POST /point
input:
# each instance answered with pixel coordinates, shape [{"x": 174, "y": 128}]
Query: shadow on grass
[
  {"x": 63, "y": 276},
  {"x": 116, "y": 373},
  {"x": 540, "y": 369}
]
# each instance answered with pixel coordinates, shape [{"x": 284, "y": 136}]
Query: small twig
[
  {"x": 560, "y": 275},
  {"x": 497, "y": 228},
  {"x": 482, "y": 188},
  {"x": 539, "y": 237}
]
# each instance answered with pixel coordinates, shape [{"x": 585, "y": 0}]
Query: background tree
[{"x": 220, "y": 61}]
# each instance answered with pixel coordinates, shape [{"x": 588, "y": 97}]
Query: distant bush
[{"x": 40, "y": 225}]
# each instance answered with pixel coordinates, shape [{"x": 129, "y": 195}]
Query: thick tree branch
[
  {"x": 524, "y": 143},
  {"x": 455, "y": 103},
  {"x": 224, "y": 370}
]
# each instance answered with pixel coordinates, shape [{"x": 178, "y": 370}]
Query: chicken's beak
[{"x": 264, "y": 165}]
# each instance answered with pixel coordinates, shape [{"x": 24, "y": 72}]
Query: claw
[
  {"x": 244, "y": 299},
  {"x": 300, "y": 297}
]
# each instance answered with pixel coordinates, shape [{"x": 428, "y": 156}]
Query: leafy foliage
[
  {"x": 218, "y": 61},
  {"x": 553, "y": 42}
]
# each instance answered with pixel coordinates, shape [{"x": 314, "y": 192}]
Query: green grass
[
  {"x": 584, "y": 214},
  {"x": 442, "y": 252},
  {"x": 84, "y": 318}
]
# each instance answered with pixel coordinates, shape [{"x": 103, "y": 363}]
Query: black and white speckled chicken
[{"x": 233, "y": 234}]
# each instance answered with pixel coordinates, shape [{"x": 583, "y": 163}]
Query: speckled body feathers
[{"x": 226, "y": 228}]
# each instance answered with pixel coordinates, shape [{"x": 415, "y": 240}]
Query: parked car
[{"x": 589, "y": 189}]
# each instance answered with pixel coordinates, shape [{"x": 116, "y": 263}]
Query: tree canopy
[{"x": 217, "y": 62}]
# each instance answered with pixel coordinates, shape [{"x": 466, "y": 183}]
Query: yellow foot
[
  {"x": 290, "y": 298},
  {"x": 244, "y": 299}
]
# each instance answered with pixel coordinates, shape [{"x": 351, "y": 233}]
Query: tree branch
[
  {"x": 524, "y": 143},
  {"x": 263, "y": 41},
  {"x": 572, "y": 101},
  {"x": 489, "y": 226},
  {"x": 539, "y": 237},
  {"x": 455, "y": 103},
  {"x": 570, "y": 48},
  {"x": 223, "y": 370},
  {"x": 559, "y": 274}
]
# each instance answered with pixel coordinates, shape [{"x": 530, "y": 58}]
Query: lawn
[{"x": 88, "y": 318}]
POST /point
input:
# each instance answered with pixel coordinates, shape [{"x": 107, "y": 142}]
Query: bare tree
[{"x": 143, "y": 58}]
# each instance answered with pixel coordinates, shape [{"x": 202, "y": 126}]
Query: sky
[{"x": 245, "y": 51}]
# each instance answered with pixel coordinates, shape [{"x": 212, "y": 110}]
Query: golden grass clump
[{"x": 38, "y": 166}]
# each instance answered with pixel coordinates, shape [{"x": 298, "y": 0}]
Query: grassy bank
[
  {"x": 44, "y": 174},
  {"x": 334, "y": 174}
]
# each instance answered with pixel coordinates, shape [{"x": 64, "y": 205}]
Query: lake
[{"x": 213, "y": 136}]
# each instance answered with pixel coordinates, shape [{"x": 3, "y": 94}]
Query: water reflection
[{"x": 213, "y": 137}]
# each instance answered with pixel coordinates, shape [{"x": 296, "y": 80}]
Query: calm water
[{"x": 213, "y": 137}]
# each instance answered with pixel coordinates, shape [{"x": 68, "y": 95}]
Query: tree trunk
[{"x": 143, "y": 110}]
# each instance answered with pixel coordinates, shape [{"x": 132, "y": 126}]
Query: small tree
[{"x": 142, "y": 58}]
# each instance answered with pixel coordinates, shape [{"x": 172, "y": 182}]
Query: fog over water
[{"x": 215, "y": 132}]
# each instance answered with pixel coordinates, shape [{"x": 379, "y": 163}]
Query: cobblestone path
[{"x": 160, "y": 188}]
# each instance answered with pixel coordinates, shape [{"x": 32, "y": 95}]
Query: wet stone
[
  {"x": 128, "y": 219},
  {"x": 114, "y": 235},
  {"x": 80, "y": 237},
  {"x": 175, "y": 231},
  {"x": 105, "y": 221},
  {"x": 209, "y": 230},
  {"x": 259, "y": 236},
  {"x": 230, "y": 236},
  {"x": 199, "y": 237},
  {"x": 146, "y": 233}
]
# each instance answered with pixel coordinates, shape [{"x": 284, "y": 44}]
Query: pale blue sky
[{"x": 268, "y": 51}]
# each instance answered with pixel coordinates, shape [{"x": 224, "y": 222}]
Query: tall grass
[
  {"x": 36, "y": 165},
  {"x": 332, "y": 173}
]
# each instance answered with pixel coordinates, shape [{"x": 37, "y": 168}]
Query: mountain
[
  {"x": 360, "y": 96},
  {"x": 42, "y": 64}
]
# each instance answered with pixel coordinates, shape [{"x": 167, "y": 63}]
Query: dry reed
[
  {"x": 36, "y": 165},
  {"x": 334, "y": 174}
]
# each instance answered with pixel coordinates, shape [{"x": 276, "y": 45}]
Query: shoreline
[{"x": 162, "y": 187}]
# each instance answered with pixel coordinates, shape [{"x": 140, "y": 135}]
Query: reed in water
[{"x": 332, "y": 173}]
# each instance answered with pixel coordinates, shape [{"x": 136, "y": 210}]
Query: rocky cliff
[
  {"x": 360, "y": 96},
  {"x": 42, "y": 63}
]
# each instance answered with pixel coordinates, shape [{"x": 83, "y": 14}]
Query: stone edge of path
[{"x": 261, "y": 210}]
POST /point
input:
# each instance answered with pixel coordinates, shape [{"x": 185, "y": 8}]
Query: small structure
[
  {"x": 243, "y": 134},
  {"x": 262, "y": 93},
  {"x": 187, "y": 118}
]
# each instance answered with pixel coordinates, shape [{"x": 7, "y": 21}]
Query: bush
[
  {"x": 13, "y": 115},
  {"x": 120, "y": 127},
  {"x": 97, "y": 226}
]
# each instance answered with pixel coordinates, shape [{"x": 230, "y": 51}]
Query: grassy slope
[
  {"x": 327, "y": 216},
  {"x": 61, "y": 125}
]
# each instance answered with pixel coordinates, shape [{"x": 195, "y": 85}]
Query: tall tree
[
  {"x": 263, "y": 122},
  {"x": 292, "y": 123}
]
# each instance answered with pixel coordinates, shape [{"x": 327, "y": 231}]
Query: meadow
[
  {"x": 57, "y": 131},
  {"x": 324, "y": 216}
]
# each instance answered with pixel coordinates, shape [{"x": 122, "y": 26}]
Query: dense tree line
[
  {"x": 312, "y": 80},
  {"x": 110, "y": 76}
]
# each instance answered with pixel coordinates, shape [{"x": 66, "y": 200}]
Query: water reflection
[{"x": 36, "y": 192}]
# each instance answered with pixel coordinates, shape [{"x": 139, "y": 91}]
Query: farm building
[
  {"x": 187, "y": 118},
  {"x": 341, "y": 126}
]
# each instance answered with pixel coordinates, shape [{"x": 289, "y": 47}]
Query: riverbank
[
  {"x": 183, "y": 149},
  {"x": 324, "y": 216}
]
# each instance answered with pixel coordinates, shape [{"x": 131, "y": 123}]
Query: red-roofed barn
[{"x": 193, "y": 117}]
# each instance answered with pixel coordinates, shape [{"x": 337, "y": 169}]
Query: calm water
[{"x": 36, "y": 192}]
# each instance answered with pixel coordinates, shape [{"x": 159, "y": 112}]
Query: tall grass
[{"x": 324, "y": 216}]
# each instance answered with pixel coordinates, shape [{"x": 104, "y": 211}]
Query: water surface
--------------------
* _Given task_:
List each line of the listing above that contains the string "branch".

* _Result_:
Query: thick tree branch
Query: tree branch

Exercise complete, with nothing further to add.